▸ Requirement:
Render the lines from the line with "Check that each instance of the rooftop" to the line with "Check that each instance of the contrail" as a Markdown table with two columns, No. and Text. Number each row and leave out blank lines.

▸ Rows:
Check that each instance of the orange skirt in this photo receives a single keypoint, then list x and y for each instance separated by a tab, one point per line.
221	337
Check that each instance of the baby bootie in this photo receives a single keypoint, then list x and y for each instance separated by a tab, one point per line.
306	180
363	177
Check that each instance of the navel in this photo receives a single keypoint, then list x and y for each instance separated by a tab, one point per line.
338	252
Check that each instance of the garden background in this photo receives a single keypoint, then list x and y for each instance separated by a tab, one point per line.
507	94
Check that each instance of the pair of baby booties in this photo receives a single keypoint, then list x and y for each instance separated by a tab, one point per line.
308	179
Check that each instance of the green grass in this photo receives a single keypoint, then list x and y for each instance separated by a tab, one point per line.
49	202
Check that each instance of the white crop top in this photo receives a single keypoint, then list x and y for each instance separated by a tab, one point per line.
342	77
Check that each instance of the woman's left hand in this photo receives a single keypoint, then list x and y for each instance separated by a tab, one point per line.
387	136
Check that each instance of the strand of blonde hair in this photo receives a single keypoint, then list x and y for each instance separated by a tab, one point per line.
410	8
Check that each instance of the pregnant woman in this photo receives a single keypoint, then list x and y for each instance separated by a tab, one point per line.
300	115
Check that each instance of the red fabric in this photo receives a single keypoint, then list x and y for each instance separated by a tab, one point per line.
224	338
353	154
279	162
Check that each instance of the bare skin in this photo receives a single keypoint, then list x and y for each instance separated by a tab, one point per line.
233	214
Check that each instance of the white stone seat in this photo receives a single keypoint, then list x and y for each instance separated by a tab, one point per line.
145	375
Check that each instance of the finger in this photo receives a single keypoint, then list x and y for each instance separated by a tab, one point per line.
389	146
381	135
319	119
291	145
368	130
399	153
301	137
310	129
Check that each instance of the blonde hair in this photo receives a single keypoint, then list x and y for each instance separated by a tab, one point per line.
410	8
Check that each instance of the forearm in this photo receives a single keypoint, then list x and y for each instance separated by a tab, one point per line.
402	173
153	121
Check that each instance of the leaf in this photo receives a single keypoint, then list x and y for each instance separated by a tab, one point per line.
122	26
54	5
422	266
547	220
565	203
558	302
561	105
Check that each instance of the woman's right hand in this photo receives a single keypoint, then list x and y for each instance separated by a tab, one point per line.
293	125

* * *

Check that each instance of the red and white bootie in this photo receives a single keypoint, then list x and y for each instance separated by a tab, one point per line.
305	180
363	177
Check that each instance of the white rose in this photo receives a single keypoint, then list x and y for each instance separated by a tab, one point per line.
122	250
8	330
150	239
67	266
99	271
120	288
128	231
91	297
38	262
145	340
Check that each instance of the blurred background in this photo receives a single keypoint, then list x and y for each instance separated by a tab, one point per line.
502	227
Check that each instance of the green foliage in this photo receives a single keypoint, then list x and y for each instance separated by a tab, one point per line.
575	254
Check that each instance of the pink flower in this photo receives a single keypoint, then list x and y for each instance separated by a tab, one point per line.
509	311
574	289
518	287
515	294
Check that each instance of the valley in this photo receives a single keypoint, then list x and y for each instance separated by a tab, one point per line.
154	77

--

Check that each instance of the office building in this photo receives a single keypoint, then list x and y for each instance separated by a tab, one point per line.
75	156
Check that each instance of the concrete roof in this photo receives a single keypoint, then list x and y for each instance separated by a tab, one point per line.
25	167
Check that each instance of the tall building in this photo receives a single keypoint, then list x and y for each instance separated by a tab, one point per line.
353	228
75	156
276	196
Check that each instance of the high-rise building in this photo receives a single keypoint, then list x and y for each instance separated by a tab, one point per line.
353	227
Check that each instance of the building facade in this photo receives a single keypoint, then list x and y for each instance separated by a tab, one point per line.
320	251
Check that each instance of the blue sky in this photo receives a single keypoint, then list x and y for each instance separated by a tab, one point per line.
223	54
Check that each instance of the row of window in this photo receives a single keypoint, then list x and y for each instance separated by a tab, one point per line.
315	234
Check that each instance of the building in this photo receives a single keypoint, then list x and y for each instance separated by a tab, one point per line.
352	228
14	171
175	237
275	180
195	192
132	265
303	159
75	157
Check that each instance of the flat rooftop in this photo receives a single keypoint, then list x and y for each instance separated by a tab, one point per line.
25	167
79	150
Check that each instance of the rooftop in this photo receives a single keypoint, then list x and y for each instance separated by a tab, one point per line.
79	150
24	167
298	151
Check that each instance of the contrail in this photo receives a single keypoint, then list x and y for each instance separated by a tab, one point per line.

▸ The completed task:
| No. | Text |
|---|---|
| 1 | Check that each instance of the rooftop in this photo receives a single keypoint, then list x and y for each instance separated by a tab, one point per line. |
| 2 | 79	150 |
| 3 | 24	167 |
| 4 | 298	151 |
| 5 | Check that each instance of the contrail in this photo receives a single keypoint, then list x and y for each instance separated by a tab, one point per line. |